What is being asked
Copy only this range: the line with "Front: indicate one pin on every instance of the pony's front" through the final line of the material, inclusive at both ends.

Records to use
-=-=-=-=-

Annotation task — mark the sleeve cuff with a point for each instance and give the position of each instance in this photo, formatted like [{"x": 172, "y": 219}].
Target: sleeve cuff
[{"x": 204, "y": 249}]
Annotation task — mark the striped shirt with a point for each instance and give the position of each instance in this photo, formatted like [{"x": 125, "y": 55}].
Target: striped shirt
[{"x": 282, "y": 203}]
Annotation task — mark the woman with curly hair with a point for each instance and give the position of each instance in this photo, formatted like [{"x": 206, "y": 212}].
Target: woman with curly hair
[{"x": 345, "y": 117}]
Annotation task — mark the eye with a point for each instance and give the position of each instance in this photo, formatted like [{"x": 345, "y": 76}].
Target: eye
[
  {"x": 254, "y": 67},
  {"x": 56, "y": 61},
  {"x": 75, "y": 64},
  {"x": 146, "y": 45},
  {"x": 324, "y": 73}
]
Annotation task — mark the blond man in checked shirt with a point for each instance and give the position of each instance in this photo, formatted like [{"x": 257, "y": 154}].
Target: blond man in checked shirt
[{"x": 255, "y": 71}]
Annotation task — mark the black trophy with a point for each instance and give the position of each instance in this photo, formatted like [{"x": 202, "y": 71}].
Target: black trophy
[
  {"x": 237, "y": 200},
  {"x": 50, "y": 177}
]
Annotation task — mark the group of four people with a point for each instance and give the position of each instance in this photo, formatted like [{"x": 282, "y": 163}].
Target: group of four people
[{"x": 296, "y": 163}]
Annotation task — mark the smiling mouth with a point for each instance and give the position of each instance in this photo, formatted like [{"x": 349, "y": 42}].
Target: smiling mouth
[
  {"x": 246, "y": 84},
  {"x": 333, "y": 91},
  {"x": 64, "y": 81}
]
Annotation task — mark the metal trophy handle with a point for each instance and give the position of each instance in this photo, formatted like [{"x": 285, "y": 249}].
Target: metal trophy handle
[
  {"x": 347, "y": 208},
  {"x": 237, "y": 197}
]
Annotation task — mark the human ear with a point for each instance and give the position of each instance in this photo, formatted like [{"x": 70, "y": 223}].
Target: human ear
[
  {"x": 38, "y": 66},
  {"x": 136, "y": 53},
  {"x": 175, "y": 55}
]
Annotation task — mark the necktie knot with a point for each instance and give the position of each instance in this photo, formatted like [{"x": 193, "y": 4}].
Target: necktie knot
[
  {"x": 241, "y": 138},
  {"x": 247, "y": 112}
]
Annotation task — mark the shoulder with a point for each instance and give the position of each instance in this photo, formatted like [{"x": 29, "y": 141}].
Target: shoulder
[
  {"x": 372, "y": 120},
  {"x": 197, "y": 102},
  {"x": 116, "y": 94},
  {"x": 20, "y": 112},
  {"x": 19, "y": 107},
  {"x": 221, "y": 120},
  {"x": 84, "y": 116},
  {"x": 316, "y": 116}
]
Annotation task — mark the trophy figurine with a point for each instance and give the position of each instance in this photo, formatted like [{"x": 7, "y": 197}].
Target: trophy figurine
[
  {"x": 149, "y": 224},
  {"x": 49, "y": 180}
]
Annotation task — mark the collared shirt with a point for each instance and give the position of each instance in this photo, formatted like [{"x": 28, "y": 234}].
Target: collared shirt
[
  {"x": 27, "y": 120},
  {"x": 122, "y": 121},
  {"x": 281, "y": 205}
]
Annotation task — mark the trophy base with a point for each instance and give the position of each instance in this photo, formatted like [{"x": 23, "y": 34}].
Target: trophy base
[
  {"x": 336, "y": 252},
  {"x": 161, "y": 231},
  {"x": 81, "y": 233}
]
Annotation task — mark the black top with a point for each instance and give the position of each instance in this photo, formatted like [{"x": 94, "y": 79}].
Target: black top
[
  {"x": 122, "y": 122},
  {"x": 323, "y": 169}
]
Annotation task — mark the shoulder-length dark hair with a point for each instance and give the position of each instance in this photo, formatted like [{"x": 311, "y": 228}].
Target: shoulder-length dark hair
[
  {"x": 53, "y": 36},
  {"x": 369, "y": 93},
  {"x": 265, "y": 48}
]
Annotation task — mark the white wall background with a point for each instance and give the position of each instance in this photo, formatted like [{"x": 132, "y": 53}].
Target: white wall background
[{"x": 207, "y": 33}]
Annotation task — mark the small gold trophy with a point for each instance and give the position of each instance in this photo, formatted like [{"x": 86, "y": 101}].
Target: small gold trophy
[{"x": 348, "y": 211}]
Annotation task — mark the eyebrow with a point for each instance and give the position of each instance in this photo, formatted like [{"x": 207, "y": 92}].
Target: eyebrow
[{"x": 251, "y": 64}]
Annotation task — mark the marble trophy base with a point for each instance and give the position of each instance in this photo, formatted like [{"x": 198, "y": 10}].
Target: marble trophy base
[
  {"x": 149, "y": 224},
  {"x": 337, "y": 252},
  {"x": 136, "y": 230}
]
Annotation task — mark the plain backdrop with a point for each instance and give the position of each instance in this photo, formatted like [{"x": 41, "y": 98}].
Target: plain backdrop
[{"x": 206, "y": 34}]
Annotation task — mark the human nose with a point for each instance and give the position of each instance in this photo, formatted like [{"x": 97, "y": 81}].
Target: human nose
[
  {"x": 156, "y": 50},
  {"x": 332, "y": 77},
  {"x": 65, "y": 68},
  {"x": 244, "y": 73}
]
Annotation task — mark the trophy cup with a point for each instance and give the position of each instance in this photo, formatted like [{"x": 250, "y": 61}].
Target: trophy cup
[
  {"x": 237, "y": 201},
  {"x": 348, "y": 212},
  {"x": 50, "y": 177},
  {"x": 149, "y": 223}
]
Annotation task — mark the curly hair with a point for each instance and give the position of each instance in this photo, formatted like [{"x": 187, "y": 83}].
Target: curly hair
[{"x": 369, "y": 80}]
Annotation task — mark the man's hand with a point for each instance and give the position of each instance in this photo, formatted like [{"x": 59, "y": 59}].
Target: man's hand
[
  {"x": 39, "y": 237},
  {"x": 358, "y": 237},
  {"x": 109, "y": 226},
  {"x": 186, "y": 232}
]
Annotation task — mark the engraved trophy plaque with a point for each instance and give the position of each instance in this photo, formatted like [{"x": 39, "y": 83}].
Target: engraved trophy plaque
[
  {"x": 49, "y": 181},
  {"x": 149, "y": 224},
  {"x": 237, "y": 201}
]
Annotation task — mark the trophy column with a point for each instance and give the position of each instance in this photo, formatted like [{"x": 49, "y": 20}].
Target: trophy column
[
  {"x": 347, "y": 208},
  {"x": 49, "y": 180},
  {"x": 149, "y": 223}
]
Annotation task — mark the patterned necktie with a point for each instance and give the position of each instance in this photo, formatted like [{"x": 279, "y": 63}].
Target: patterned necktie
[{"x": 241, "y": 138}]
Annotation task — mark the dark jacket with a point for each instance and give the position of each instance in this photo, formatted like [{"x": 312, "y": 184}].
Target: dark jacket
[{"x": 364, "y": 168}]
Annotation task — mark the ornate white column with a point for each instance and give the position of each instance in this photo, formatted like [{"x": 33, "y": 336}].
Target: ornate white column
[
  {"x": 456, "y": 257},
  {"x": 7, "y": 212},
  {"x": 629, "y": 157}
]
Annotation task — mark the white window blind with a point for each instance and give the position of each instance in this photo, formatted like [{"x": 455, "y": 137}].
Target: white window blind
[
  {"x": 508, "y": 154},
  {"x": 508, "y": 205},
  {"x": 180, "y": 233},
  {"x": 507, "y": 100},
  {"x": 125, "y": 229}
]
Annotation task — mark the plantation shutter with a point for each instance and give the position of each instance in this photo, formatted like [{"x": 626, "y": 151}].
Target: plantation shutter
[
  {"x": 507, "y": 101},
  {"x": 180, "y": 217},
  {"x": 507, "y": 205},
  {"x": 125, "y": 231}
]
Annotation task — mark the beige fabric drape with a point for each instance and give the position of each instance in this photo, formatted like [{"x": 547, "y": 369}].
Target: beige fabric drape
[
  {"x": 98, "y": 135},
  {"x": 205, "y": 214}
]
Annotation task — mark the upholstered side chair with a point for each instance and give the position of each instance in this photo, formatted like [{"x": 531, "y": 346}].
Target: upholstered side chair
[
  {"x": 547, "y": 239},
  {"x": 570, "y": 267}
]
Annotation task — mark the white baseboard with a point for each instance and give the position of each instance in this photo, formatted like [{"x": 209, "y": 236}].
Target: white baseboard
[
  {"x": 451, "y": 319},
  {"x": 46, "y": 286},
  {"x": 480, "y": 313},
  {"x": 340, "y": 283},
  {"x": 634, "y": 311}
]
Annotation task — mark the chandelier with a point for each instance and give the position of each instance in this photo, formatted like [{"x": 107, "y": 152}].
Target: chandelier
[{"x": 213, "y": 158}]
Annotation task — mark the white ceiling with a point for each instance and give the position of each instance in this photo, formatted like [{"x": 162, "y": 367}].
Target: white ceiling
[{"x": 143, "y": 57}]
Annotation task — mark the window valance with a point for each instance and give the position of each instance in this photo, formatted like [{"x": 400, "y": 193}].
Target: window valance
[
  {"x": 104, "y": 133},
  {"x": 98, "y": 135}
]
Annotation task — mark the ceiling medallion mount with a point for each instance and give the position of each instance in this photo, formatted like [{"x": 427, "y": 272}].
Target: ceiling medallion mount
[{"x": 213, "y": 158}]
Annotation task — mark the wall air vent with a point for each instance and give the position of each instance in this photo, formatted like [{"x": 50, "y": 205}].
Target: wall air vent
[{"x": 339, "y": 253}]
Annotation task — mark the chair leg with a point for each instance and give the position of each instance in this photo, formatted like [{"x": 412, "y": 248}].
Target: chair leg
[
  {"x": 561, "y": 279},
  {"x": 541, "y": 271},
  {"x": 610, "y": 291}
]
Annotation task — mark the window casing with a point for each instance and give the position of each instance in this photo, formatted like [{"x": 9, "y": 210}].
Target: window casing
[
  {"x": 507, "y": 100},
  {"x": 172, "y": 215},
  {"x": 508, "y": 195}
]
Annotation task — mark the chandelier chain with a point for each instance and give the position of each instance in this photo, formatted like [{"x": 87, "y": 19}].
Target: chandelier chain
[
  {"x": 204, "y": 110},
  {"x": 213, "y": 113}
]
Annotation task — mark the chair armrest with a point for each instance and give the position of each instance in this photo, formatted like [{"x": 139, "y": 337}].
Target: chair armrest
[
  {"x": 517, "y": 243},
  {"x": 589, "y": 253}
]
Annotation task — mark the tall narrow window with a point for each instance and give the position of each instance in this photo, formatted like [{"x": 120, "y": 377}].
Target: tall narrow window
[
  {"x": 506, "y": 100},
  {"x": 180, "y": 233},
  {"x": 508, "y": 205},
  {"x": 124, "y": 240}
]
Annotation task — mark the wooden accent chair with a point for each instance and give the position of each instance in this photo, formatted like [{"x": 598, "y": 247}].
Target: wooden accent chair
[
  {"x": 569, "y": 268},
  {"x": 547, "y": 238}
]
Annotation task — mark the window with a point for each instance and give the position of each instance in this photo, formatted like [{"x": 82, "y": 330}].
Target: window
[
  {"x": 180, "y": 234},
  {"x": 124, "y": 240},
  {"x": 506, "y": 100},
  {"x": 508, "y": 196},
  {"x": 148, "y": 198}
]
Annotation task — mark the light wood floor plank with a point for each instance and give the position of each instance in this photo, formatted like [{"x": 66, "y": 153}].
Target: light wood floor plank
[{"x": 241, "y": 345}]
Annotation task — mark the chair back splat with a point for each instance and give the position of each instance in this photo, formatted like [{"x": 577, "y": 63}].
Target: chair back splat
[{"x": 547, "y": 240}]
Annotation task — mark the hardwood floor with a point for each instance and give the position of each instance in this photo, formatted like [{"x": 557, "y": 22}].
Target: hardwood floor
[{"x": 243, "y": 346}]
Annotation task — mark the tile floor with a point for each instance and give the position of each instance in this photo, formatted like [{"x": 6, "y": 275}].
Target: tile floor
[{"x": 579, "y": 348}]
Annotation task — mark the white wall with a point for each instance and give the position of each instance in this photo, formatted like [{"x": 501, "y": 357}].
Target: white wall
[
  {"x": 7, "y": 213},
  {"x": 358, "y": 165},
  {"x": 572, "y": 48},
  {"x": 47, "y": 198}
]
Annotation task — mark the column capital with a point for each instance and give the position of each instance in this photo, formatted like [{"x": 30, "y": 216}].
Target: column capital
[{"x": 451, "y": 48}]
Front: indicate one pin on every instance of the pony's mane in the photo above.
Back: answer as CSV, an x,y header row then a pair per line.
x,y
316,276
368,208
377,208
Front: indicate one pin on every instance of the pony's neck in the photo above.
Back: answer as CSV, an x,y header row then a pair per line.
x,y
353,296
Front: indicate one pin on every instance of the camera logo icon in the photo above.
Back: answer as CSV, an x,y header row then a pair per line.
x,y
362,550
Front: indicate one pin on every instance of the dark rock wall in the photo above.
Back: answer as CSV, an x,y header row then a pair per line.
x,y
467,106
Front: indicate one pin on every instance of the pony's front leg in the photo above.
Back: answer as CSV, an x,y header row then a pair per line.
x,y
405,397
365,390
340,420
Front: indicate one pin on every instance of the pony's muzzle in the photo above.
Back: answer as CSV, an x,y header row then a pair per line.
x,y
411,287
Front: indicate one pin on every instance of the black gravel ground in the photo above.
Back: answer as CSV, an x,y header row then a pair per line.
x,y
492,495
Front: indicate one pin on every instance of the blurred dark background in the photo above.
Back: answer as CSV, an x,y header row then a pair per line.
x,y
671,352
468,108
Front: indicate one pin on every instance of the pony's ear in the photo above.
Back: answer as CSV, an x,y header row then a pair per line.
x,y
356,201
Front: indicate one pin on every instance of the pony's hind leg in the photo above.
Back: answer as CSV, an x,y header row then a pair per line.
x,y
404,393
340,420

-=-=-=-=-

Written solution
Front: indicate one pin on every instance of the pony's front leg in the photo above.
Back: answer as CSV, an x,y header row then a pair per line.
x,y
405,397
365,390
340,420
Front: indicate one pin on every instance of the pony's muzzle in the photo above.
Back: answer as CSV, an x,y header row then a pair per line.
x,y
411,287
Front: indicate one pin on every instance of the black gravel ground in the photo above.
Back: answer as CSV, an x,y header row then a pair per line.
x,y
492,495
Front: indicate one pin on every instance of the blurred dark background in the photo above.
Back: answer as CSV, an x,y header row then a pair per line.
x,y
671,352
468,108
Front: indicate one pin on every instance of the pony's ear in the photo above.
Back: answer as CSV, an x,y header row then a pair per line.
x,y
356,201
Front: indicate one pin on every instance of the pony's hind leg in the photo above.
Back: answer as CSV, an x,y header row then a pair per line.
x,y
404,393
340,420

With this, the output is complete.